### PASSAGE GIVEN
****
Forward view TD looks into the future to calculate $G_{t}^{\lambda}$. This can only be done for complete episodes, like MC. The specific way this shift is done is interesting, but not obviously better or worse than the way it is done with simple n-step methods by varying n. Ultimately, the most compelling motivation for the $\lambda $ way of mixing n-step backups is that there is a simple algorithm TD($\lambda $) for achieving it. 

The mechanistic, or backward, view of TD($\lambda $) is useful because it is simple conceptually and computationally. In particular, the forward view itself is not directly implementable because it is acausal, using at each step knowledge of what will happen many steps later. The backward view provides a causal, incremental mechanism for approximating the forward view and, in the off-line case, for achieving it exactly.
****
Raw data:
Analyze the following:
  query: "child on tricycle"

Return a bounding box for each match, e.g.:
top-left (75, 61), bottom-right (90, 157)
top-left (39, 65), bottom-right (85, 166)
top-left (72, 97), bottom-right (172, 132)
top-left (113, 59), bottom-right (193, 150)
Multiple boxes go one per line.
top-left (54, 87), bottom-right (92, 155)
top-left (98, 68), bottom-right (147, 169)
****
### THE TASKS
a - According to the passage on TD(λ), why can the forward view not be implemented directly? Answer in one to three sentences.
b - In the passage on TD(λ), what does the backward view achieve in the off-line case?
c - From the passage on TD(λ), write out the text between "The mechanistic, or" and "achieving it exactly.", inclusive.
The data is separate material and is not part of the passage on TD(λ).

### LIST OF SOLUTIONS
a - The forward view is acausal. At each step it relies on knowing what will happen many steps later.

b - It achieves the forward view exactly.

c -
The mechanistic, or backward, view of TD($\lambda $) is useful because it is simple conceptually and computationally. In particular, the forward view itself is not directly implementable because it is acausal, using at each step knowledge of what will happen many steps later. The backward view provides a causal, incremental mechanism for approximating the forward view and, in the off-line case, for achieving it exactly.